Page:
################
2. Well, your answer is somewhat in the middle. You have certainly described what was on the picture (sensing), but you also wrote things like it being a "deep sky if that makes sense?" which is to describe it more metaphorically. You didn't run off with crazy intuitive associations though (which you might expect an ENFP to for instance). 

3. Again you're in the middle between sensing and intuition here. It is typical of SFs to have realistic and goals in life, such as to be a good, caring person and enjoy nature and all the world's sensations. Then you blow it all of course by also stating a connection to the human experience at large, which is more of an NF domain. Generally though you will se an NF say that he wants to be wise or sage-like, which wasn't really in your description. So SF is the most likely answer.

4. You're an introvert when you come off like that to others, and most likely a feeling perceiver too when you have these sorts of struggles. Evidently you see it all more as a problem you have rather than the whole world being a shallow, zombie-like bunch with no concept of depth at all - which we INFPs often falter to. 
Again you aren't very much to either side, but you seem slightly less intuitive than the ordinary and imaginative INFP.

7. I would feel just like you in that situation. You did very well. You see some perceiving in this because you didn't talk about Christianity as illogical, but simply thought that you guys had disagreements about what's right which is totally okay. 

8. This could be seen as inferior/weak intuition.
################
Data records:

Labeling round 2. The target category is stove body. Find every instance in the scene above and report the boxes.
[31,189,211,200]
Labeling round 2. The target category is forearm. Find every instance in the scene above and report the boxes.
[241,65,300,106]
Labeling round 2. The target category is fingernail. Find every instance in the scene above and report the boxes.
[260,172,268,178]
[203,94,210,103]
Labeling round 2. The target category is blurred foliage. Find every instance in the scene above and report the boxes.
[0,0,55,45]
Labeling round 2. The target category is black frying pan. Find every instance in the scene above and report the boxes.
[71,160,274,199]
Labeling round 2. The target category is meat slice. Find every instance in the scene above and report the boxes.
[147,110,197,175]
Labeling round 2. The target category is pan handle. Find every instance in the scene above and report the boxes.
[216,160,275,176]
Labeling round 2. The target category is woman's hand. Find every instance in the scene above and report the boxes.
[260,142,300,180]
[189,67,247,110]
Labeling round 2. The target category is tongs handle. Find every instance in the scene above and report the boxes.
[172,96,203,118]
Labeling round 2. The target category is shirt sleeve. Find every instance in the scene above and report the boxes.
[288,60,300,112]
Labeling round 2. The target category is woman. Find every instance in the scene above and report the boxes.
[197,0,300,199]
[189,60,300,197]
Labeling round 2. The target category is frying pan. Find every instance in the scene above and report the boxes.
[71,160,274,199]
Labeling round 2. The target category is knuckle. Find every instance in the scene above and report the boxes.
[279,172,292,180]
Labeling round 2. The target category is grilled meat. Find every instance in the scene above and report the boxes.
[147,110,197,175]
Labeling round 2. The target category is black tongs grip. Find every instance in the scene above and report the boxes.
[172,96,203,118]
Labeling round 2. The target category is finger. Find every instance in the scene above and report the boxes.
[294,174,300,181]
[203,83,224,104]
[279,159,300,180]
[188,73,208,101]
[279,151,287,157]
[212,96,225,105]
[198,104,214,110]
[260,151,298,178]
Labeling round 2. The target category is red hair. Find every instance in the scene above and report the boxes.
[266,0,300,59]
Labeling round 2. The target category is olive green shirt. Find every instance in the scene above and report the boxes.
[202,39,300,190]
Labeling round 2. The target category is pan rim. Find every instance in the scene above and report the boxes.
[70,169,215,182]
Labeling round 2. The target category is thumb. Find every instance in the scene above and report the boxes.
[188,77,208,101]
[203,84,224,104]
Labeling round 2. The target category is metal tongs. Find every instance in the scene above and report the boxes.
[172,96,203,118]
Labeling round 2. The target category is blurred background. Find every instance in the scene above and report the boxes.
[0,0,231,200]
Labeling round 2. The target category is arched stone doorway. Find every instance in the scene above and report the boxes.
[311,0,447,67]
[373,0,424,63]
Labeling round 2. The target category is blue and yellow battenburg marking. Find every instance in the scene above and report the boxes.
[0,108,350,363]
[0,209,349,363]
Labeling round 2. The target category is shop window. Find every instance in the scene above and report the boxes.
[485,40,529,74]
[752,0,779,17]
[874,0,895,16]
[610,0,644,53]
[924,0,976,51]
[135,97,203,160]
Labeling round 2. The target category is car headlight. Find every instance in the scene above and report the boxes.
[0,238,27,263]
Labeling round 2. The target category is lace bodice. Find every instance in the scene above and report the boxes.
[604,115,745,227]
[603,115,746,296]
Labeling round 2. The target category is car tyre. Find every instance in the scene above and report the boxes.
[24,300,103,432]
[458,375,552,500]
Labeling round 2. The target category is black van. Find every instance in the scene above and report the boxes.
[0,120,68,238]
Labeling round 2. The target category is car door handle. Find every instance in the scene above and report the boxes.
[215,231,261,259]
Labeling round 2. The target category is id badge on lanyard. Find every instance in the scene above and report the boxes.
################
Goal 1: Write out the part of the personality-type feedback that begins with the words "3. Again you're" and ends with "often falter to.".
Goal 2: Extend the personality-type feedback past its last line, carrying it on from there.

Reply 1:
3. Again you're in the middle between sensing and intuition here. It is typical of SFs to have realistic and goals in life, such as to be a good, caring person and enjoy nature and all the world's sensations. Then you blow it all of course by also stating a connection to the human experience at large, which is more of an NF domain. Generally though you will se an NF say that he wants to be wise or sage-like, which wasn't really in your description. So SF is the most likely answer.

4. You're an introvert when you come off like that to others, and most likely a feeling perceiver too when you have these sorts of struggles. Evidently you see it all more as a problem you have rather than the whole world being a shallow, zombie-like bunch with no concept of depth at all - which we INFPs often falter to.

Reply 2:
9. Introversion and Perceiving together often forms this personality who is afraid to relax, but when he does, he does it fully 

10. You're an introvert.

11. You aren't really bothered by norms in and of themselves, and it isn't like you've stated that you're constantly trying to be different. You've shown some compassionate sensitivity towards those who are different, but not shot down norms as a whole. Again, you're mildly sensing on this point. You even say that norms are natural, which I'm not sure many INFPs would say in public.

12. You're definitely not super-high on Sensing. In the Big Five sensing-intuition is called "openness to experience" where high openness means you're quite liberal and have original views, while if you're low on it (very sensing) you're typically conservative and despise people who try to challenge the status quo. Most people are somewhere in the middle of this spectrum though, like you, my friend.

13. Just admit you're a Perceiver.

15. All of that is high on Feeling (what is right and has value) and Perceiving (experience what there is to see). It means you're an awesome guy. 
Again you're dead-on the middle of the S-N spectrum. You want to use your senses but also connect with others deeply (which is how NFs often put their grossly sentimental dreams on paper). You want meaning and depth which is more of an intuitive thing to say, and yet I believe that the actual things you want to do are very realistic and people-oriented.
----------------------------
All in all I would say you're a Sensor, particularly when also taking your OP into account. You are, however, in the middle of the spectrum. You might want to check out the Big Five model because it endorses that kind of thing much more.


----------



## ferroequinologist (Jul 27, 2012)

ferroequinologist said:


> I hate to say it, but there really isn't enough information there to distinguish much between Ne and Se, but if what is there is anything to go by, I'd suggest Se over Ne.


Oh my! For being an ISFP, I wasn't very observant! I just discovered that there was another whole page! Sorry.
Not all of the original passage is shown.